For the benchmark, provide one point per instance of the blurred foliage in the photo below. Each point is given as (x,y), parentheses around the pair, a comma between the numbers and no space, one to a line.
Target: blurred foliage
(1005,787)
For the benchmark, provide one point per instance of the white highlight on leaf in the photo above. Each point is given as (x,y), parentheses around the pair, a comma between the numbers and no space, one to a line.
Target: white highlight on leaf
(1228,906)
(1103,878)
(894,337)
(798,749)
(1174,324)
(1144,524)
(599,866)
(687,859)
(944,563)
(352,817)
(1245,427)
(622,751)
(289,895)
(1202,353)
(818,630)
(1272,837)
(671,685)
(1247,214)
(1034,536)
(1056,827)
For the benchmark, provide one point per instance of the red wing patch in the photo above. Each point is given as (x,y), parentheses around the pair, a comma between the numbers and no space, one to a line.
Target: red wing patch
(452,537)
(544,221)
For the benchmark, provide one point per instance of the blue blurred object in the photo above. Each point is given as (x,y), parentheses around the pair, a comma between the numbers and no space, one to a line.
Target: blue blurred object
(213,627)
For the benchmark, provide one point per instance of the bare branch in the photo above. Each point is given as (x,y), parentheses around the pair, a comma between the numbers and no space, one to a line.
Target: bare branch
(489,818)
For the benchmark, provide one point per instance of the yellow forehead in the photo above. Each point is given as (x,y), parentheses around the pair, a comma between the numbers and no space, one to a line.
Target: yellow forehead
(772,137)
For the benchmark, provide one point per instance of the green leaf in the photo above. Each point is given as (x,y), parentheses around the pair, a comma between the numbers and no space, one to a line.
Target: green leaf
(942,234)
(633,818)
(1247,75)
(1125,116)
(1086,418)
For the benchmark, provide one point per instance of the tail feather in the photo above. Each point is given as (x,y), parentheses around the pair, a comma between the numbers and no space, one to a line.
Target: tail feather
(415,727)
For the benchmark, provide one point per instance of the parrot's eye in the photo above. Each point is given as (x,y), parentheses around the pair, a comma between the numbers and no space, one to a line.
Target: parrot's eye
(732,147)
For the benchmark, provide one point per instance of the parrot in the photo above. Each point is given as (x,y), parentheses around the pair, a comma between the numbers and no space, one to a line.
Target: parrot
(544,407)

++++++++

§ **Given task**
Provide all the records again, word for word.

§ **Task result**
For the benchmark, provide one point per instance of the blurred foliage in the photo below. Each point is given as (x,y), parentheses around the pair, a comma between the numbers and no space, one to a line.
Target: blurred foliage
(1005,787)
For the benchmark, provide one point per instance of the white highlight on leaf in the photo above. Each point is given as (x,y), parentheses around the pair, a comma between the numbers and no space, one to a line.
Target: white highlight on leaf
(1228,906)
(1103,878)
(894,337)
(798,749)
(1174,324)
(1144,524)
(599,866)
(687,859)
(944,563)
(352,817)
(1245,427)
(622,751)
(289,895)
(1202,353)
(818,630)
(1272,837)
(671,685)
(1247,214)
(1034,536)
(1056,827)
For the benchmark, provide one point per instance of the red wing patch in the photo above. Each point is given as (x,y), parentheses around the pair, a comma between the numbers and no space, one to a line.
Target: red wing patch
(452,537)
(544,221)
For the benchmark, provide one point per instance of the blue blurred object in the photo above. Each point is given as (x,y), parentheses around the pair, a comma between the numbers and no space, one to a line.
Target: blue blurred object
(213,627)
For the benchmark, provide one point per instance of the bare branch in the photo above. Each point is given as (x,y), parentheses around the pair, a comma between the numbers and no space, one to a line.
Target: bare branch
(489,818)
For the benchmark, provide one point per instance of the yellow forehead in the photo above. Each point is given as (x,y), parentheses around the pair, a comma between the numbers and no space, one to a line.
Target: yellow forehead
(772,137)
For the benchmark, provide one point per instance of the green leaf in the photo above. Each point is given as (x,y), parentheses around the pair, a comma between the numbers and no space, one to a line.
Target: green leaf
(942,234)
(633,818)
(1247,75)
(1125,116)
(1086,418)
For the benchmark, provide one point per instance of the tail feather in the photo above. Each point is given as (x,y), parentheses around the pair, a comma between the numbers and no space, one to a line.
Target: tail feather
(415,727)
For the benchmark, provide one point per instance of the parrot's eye in the photo above. Each point is given as (x,y), parentheses around the pair, a comma between the numbers and no space, one to a line.
Target: parrot's eye
(732,147)
For the benchmark, provide one point per instance of the parrot in the photo above. Each point is given as (x,y), parentheses around the pair, a comma between the numbers and no space, one to a line.
Target: parrot
(544,407)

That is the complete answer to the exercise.